ASSIGNED TASK 1
In the interview with Fern Britton, why did she move to Cornwall?
ASSIGNED TASK 2
In the interview with Fern Britton, write out the part starting with "by Richard Barber" and going on through "years or so.", substituting "cheerful" for "bubbly".
ASSIGNED TASK 3
List every job title that the interview with Fern Britton gives her.

DOCUMENT PASSAGE
__________

Fern Britton: ‘I’ve returned to the person I was in my 20s’

Fern Britton in front of this morning background

by Richard Barber |
Published on

TV star Fern Britton, 67, tells Yours why she’s finally found happiness in the later years of her life and why she doesn’t live her life with any regrets.

Fern Britton is her usual bright and bubbly self when we catch up with her ahead of her next book release. The TV presenter turned reality star has a long history of career highs and lows behind her, as well as a tumultuous love life that has seen her grace the covers of tabloids for the last 30 years.

But these days Fern is well and truly finding her way in life, having moved to Cornwall to pursue her passion for writing. ‘I think I’ve returned to the person I was in my late 20s before any marriages,’ she tells Yours. ‘She was certainly a work in progress back then, still is, but she’s proud of having done some incredible things in the intervening 30 years or so.

Fern Britton in garden of her Cornish home
Fern Britton is happiest in her Cornish dream home ©Instagram

‘The point is that an uncertain future doesn’t panic me and nor do I long for the past.’ So, she feels liberated? ‘Definitely. The fact is that I’m happy in my own skin. I took a long time to make my decision to relocate to Cornwall but I have faith in the fact that it’s going to be all right.

__________

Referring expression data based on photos
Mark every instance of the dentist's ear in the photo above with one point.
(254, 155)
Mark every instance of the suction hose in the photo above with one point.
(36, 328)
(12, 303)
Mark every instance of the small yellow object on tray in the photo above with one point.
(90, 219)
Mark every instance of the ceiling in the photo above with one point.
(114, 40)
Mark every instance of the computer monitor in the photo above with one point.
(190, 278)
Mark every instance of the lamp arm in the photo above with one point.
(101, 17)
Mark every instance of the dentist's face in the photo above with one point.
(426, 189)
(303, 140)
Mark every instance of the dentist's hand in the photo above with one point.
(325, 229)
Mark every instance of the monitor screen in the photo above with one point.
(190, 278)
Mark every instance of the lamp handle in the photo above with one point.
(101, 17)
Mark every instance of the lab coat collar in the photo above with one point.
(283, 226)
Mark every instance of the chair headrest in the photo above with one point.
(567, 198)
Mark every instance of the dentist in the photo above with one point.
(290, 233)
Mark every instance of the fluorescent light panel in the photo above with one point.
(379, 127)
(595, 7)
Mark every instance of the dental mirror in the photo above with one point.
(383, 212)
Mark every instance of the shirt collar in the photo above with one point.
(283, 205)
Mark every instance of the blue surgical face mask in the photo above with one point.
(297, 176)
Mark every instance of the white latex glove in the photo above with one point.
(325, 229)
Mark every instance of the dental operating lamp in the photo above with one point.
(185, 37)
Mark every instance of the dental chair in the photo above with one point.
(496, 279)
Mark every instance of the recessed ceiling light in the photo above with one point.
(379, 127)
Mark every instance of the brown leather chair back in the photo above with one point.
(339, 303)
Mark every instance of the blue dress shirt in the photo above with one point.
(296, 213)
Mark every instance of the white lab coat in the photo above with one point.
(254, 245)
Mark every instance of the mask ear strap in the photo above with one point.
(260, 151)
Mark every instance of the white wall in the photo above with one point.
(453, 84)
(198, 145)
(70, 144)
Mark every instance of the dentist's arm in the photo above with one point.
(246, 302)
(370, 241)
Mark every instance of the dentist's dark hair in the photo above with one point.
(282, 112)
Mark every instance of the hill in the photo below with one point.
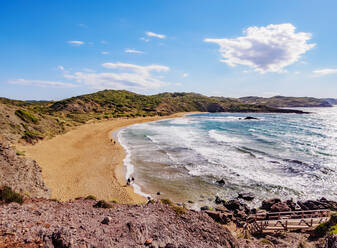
(286, 102)
(34, 120)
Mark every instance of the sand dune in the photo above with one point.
(84, 162)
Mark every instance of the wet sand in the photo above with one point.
(86, 161)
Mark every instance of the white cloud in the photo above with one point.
(127, 76)
(76, 42)
(323, 72)
(270, 94)
(144, 39)
(88, 70)
(82, 25)
(265, 49)
(159, 36)
(41, 83)
(133, 51)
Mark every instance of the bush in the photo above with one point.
(102, 204)
(26, 116)
(7, 195)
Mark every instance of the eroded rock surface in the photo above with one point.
(78, 224)
(23, 175)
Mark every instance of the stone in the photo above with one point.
(280, 207)
(233, 205)
(246, 196)
(221, 181)
(266, 205)
(221, 209)
(148, 241)
(218, 217)
(106, 220)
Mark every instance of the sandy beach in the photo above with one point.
(84, 161)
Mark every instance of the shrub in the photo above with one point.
(102, 204)
(26, 116)
(7, 195)
(91, 197)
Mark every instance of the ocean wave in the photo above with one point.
(222, 137)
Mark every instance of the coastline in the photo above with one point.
(84, 161)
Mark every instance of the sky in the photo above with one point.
(51, 50)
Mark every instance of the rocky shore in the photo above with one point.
(21, 174)
(47, 223)
(86, 222)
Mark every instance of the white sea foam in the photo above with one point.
(209, 150)
(129, 166)
(222, 137)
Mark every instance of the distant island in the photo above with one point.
(35, 120)
(86, 163)
(289, 102)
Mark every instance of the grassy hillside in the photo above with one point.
(286, 102)
(31, 121)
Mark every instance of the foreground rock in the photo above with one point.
(21, 174)
(78, 224)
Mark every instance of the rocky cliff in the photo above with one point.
(21, 174)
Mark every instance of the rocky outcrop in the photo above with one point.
(78, 224)
(21, 174)
(331, 241)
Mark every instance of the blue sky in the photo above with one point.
(59, 49)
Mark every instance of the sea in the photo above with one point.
(276, 155)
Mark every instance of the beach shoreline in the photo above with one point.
(86, 161)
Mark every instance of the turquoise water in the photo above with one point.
(283, 155)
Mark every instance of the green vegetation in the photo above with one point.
(287, 102)
(45, 119)
(102, 204)
(26, 116)
(7, 195)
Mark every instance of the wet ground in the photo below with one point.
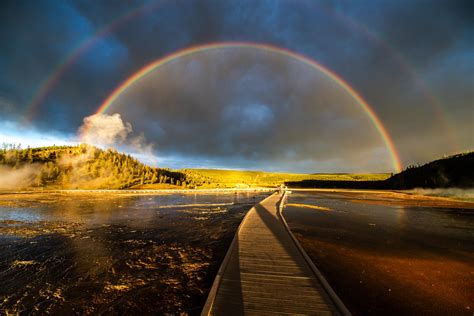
(389, 254)
(103, 253)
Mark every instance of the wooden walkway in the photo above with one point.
(266, 272)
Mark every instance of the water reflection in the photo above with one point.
(386, 254)
(114, 253)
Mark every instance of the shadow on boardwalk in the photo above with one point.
(264, 272)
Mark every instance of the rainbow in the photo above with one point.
(58, 72)
(137, 76)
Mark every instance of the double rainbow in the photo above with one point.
(137, 76)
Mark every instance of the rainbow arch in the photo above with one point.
(387, 140)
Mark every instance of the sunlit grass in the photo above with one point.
(237, 178)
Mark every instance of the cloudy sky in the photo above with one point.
(242, 107)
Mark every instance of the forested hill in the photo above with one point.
(78, 167)
(452, 171)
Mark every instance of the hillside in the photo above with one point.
(238, 178)
(456, 171)
(77, 167)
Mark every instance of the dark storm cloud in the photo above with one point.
(433, 38)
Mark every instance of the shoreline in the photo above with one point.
(405, 194)
(129, 191)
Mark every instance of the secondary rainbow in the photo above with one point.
(200, 48)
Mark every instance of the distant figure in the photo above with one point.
(281, 188)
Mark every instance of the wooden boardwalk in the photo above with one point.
(265, 272)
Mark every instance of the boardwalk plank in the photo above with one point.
(266, 273)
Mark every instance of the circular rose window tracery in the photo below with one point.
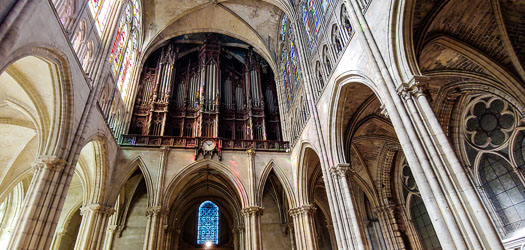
(489, 122)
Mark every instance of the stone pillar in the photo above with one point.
(93, 226)
(252, 221)
(41, 209)
(110, 236)
(331, 232)
(461, 191)
(304, 225)
(390, 228)
(155, 228)
(340, 173)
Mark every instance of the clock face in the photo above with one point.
(208, 145)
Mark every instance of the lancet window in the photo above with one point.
(291, 70)
(101, 10)
(208, 223)
(126, 45)
(313, 14)
(417, 211)
(494, 145)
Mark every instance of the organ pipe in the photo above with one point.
(185, 100)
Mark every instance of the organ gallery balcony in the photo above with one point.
(196, 143)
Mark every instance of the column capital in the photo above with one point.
(155, 211)
(49, 162)
(305, 209)
(247, 211)
(341, 170)
(403, 90)
(250, 152)
(96, 208)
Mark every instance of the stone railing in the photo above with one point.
(195, 142)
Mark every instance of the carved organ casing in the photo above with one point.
(206, 89)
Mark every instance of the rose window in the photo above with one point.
(489, 122)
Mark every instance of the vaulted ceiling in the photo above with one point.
(255, 22)
(466, 34)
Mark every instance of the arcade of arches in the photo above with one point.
(274, 124)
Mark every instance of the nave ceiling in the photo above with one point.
(255, 22)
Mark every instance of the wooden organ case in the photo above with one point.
(196, 90)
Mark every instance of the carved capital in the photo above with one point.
(250, 152)
(404, 91)
(155, 211)
(49, 162)
(249, 211)
(384, 112)
(96, 208)
(305, 209)
(341, 170)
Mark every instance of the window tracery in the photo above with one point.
(493, 140)
(208, 223)
(126, 46)
(417, 210)
(101, 10)
(290, 67)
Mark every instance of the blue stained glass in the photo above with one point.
(208, 224)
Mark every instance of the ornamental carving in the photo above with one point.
(489, 122)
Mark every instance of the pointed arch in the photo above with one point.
(56, 139)
(272, 166)
(136, 164)
(224, 170)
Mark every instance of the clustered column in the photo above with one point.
(304, 227)
(252, 222)
(157, 219)
(93, 226)
(40, 210)
(352, 233)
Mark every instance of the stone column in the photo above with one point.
(110, 236)
(304, 225)
(390, 227)
(155, 228)
(41, 209)
(462, 191)
(340, 174)
(252, 221)
(93, 226)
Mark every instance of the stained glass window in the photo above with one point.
(505, 190)
(208, 223)
(126, 45)
(307, 25)
(100, 10)
(316, 19)
(423, 224)
(291, 70)
(418, 211)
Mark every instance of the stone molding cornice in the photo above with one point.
(155, 211)
(341, 170)
(49, 162)
(250, 152)
(414, 88)
(302, 210)
(248, 211)
(96, 208)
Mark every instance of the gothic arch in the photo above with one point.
(345, 83)
(307, 151)
(175, 183)
(282, 178)
(136, 164)
(55, 135)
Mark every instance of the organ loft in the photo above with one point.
(206, 89)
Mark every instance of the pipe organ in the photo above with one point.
(210, 88)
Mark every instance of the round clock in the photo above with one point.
(208, 145)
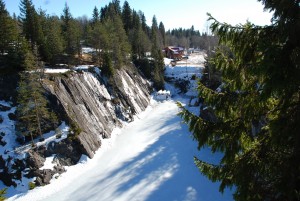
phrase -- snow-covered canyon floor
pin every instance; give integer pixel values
(149, 159)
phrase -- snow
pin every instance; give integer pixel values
(88, 50)
(61, 70)
(149, 159)
(162, 95)
(7, 128)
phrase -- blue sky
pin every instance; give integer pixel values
(173, 13)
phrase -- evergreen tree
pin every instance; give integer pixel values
(2, 194)
(54, 38)
(8, 31)
(31, 24)
(118, 41)
(107, 68)
(127, 17)
(255, 119)
(71, 34)
(162, 33)
(32, 112)
(99, 41)
(156, 54)
(96, 16)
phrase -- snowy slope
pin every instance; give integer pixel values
(150, 159)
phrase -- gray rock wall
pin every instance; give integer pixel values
(97, 107)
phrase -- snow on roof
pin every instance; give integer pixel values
(52, 70)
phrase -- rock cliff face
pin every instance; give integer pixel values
(96, 106)
(91, 105)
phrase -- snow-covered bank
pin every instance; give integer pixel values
(150, 159)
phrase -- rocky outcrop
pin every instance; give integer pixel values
(94, 105)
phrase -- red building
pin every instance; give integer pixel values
(175, 53)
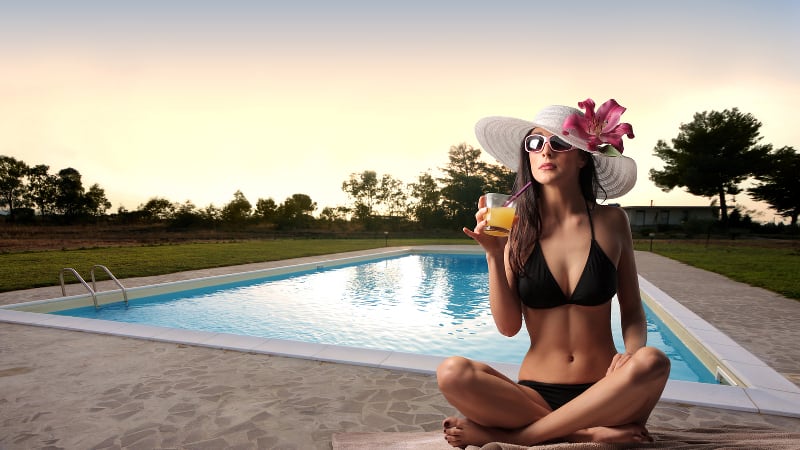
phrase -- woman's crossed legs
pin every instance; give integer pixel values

__________

ANSWER SPACE 1
She moved there to pursue her passion for writing.

ANSWER SPACE 2
by Richard Barber |
Published on

TV star Fern Britton, 67, tells Yours why she’s finally found happiness in the later years of her life and why she doesn’t live her life with any regrets.

Fern Britton is her usual bright and cheerful self when we catch up with her ahead of her next book release. The TV presenter turned reality star has a long history of career highs and lows behind her, as well as a tumultuous love life that has seen her grace the covers of tabloids for the last 30 years.

But these days Fern is well and truly finding her way in life, having moved to Cornwall to pursue her passion for writing. ‘I think I’ve returned to the person I was in my late 20s before any marriages,’ she tells Yours. ‘She was certainly a work in progress back then, still is, but she’s proud of having done some incredible things in the intervening 30 years or so.

ANSWER SPACE 3
TV star, TV presenter, reality star